Tasks to carry out:
a - From the passage on Greenplum, extract verbatim the part that opens with the words containing "Where They Lose" and closes with "and in price/performance.".
b - Answer these questions using the passage on Greenplum:
(i) What name does Greenplum give its data load architecture?
(ii) What kind of database is Gemfire?
(iii) Which operational features needed for a full EDW does the passage list as not mature?
c - Proceed with the passage on Greenplum, picking up right after its final sentence.

Selected extract:
Their data load architecture, which they call scatter-gather, is a big differentiator. If your problem is that you cannot get data loaded and reports out in your nightly batch window then the combination of scatter-gather and the ability to run big report queries is unbeatable.
Greenplum also has a unique solution for near-real-time. They marry Gemfire, an in-memory object-oriented database, with scatter-gather to move small batches of inserted data to Greenplum with a very small time delta. I do not believe this solution supports inserts or deletes as they have to be applied directly to the Greenplum database… but it is a nice capability for a certain class of problems.
Where They Lose
Greenplum, like Teradata, can be beat when the problem to be solved is narrow. In these cases, when the database supports a single application with a small number of queries or when it supports a narrowly focussed data mart, they are vulnerable to Netezza, Vertica, or even Exadata. It is also sometimes the case that a poorly designed POC can narrow the scope enough that Greenplum loses.
Greenplum can also lose when a full EDW is required. The basic architecture of the RDBMS is capable of supporting an EDW… but some of the operational features required… RASR, workload, incremental backup, etc. are not mature. This may well be the intentional result of their focus away from these features at analytics.
In the Market
Despite the worries Greenplum should be included in every POC. They will push Teradata hard in performance and in price/performance.

Data block:
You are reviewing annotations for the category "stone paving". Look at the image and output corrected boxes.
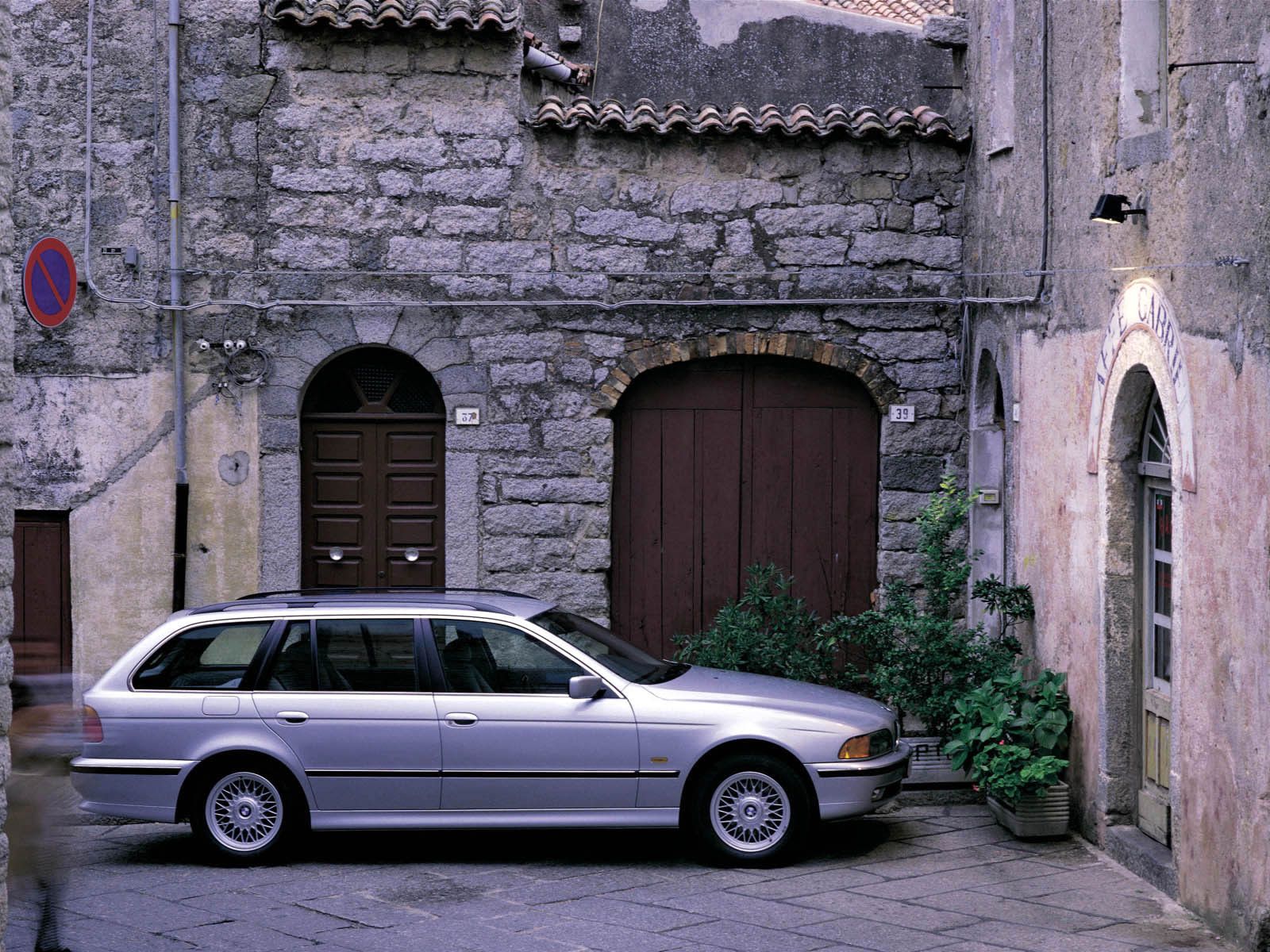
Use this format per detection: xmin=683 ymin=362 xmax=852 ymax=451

Solved tasks:
a -
Where They Lose
Greenplum, like Teradata, can be beat when the problem to be solved is narrow. In these cases, when the database supports a single application with a small number of queries or when it supports a narrowly focussed data mart, they are vulnerable to Netezza, Vertica, or even Exadata. It is also sometimes the case that a poorly designed POC can narrow the scope enough that Greenplum loses.
Greenplum can also lose when a full EDW is required. The basic architecture of the RDBMS is capable of supporting an EDW… but some of the operational features required… RASR, workload, incremental backup, etc. are not mature. This may well be the intentional result of their focus away from these features at analytics.
In the Market
Despite the worries Greenplum should be included in every POC. They will push Teradata hard in performance and in price/performance.

b -
(i) Scatter-gather.
(ii) An in-memory object-oriented database.
(iii) RASR, workload, and incremental backup.

c -
As noted here… I do not understand their market strategy. It seems that they are competing with themselves by offering Hadoop for analytics… but this cannot be a bad thing for customers even if it is an odd position in the market. The analytics market they favor is tough… relatively small (compared to the DW space)… emerging… there are several capable competitors… and the market is haunted by the same problem that killed the data mining market in the mid-1990′s… there are just not enough skilled data scientists (see here).
My Guess at the Future
I cannot guess at the future of Greenplum… They are being moved into a new business unit that could be spun into a new company that has a charter to build software for the cloud (see here). This is odd in several dimensions. First, as I noted here, the shared nothing architecture Greenplum is built on is not a perfect fit for the cloud. There are ways to get around this (maybe the topic for a future post?) but it will require development in a fundamentally new direction. Further, the new division seems to be a software-only venture. This makes the future of the EMC Greenplum Data Computing Appliance uncertain. I suppose that there will be announcements soon to clarify these questions… but the architectural disconnects make it likely that there will be some arm-waving for a while.
Next up… my 2 Cents on The Rest…
If I were the Register I would have titled this: Raging Stuffed Elephant To Devour Two Warehouse Vendors… I love the Register… if you do not read it have a look…
This is a post is about the market implications of architecture…
Let us assume that Hadoop matures and finds a permanent place in the market. This is not certain with some folks expressing concern (here) and others boundless enthusiasm (here). So let’s assume… and consider where it might fit.
One place is in the data warehouse market… This view says Hadoop replaces the DBMS for data warehouses. But the very mature BI/DW market requires a high level of operational integrity and Hadoop is not there yet… it is advancing rapidly as an enterprise platform and I believe it will get there… but it will be 3-4 years. This is the thinking I provided here that leads me to draw the picture in Figure 1.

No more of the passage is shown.